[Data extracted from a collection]
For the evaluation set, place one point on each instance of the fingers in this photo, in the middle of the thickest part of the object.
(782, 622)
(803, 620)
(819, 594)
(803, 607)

* [Task to complete]:
Rewrite the rows above as a JSON list of strings, one string per line, leaving out any blank lines.

* [Answer for this exercise]:
[
  "For the evaluation set, place one point on each instance of the fingers in this photo, in the middle of the thickest part of the object.",
  "(782, 622)",
  "(803, 620)",
  "(819, 594)",
  "(803, 607)"
]